__Complete the following__.
a - In the text on Kali (I'm a Mess), reproduce word for word the part that opens with the words containing "The tour begins" and closes with "in this exhibition.".
b - According to the text on Kali (I'm a Mess), which statue did the goddess obscure from her perch atop the Tate Britain's pediment?

__Text__.
>>
The tour begins with a look at Chila Kumari Singh Burman’s Kali (I’m a Mess). For more than 30 years, Burman has used a variety of mixed media to advocate for female empowerment, racial equity, and her Punjabi heritage. Kali (I’m a Mess) was a part of Burman’s recent installation titled Remembering A Brave New World, superimposed over the Tate Britain’s entrance. Perched atop the building’s pediment, the Hindu goddess of destruction and protection obfuscated the statue of Britannia. The text above Kali reads, “I’m a Mess,” a message usually not associated with Kali. Burman takes Kali seriously as a potent symbol of liberation and rebellion and uses this text to speak to political and social concerns that occurred in 2020. Kali (I’m a Mess) is one of a few works in Embodied Change which was acquired into SAM’s permanent collection as a result of being included in this exhibition.
<<
Collection entries:
>>
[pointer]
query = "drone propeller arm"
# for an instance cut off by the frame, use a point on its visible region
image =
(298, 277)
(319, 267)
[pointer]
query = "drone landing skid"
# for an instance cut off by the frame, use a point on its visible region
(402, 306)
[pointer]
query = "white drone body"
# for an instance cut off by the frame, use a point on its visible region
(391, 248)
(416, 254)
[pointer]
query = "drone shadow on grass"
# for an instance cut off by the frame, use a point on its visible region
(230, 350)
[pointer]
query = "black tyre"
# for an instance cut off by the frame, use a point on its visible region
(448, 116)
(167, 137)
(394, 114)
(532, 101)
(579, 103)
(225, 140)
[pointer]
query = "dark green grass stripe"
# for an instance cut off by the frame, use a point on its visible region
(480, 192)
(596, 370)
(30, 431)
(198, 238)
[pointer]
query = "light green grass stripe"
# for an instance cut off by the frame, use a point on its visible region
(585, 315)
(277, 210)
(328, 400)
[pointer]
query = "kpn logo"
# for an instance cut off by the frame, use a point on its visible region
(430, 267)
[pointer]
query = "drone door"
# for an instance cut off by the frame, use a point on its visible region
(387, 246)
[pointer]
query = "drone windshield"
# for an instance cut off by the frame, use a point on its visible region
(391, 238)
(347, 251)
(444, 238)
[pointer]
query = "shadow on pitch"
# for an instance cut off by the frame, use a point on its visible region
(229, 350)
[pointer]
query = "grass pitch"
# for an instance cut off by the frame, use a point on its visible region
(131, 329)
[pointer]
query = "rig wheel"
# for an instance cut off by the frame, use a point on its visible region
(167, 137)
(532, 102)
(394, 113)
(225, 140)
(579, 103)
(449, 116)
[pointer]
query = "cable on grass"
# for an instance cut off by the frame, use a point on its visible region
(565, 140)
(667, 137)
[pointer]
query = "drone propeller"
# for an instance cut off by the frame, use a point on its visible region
<<
__Outputs__.
a -
The tour begins with a look at Chila Kumari Singh Burman’s Kali (I’m a Mess). For more than 30 years, Burman has used a variety of mixed media to advocate for female empowerment, racial equity, and her Punjabi heritage. Kali (I’m a Mess) was a part of Burman’s recent installation titled Remembering A Brave New World, superimposed over the Tate Britain’s entrance. Perched atop the building’s pediment, the Hindu goddess of destruction and protection obfuscated the statue of Britannia. The text above Kali reads, “I’m a Mess,” a message usually not associated with Kali. Burman takes Kali seriously as a potent symbol of liberation and rebellion and uses this text to speak to political and social concerns that occurred in 2020. Kali (I’m a Mess) is one of a few works in Embodied Change which was acquired into SAM’s permanent collection as a result of being included in this exhibition.

b - The statue of Britannia.